Passage shown:

Configuration	T2SVG FID ↓	T2SVG CLIP ↑	I2SVG DINO ↑	I2SVG LPIPS ↓	Description
w/o Internal Guidance (SVG-only)	51.48	23.26	0.939	0.096	Degrades to pure text-based; all metrics worsen significantly
w/o T2I Pre-training	36.95	25.12	-	-	Significant drop in T2SVG quality
w/o Test-time Extension (TTS)	35.07	25.58	0.955	0.082	Equivalent to Ours w/o TTS
Ours (Full)	33.57	26.11	0.962	0.075	Complete model

Key Findings¶

Internal visual guidance is the decisive module: Removing image output causes T2SVG FID to skyrocket from 33.6 to 51.5. This SVG-only variant underperforms fine-tuned Qwen3-VL-8B, but the full DuetSVG surpasses it—indicating performance stems from visual guidance, not just a stronger language backbone.
T2I pre-training provides a generalization foundation: Removing it worsens FID from 33.6 to 37.0; pre-training allows the model to produce cleaner SVG-style images and handle complex out-of-distribution prompts.

(Stored lines)
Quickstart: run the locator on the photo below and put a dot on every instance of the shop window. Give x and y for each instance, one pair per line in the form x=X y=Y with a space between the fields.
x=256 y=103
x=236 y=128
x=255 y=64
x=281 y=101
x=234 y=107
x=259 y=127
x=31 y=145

Your task: Can you quote the passage on the DuetSVG ablation results in full? These lines were drawn from a separate source.

Finished exercise:
Configuration	T2SVG FID ↓	T2SVG CLIP ↑	I2SVG DINO ↑	I2SVG LPIPS ↓	Description
w/o Internal Guidance (SVG-only)	51.48	23.26	0.939	0.096	Degrades to pure text-based; all metrics worsen significantly
w/o T2I Pre-training	36.95	25.12	-	-	Significant drop in T2SVG quality
w/o Test-time Extension (TTS)	35.07	25.58	0.955	0.082	Equivalent to Ours w/o TTS
Ours (Full)	33.57	26.11	0.962	0.075	Complete model

Key Findings¶

Internal visual guidance is the decisive module: Removing image output causes T2SVG FID to skyrocket from 33.6 to 51.5. This SVG-only variant underperforms fine-tuned Qwen3-VL-8B, but the full DuetSVG surpasses it—indicating performance stems from visual guidance, not just a stronger language backbone.
T2I pre-training provides a generalization foundation: Removing it worsens FID from 33.6 to 37.0; pre-training allows the model to produce cleaner SVG-style images and handle complex out-of-distribution prompts.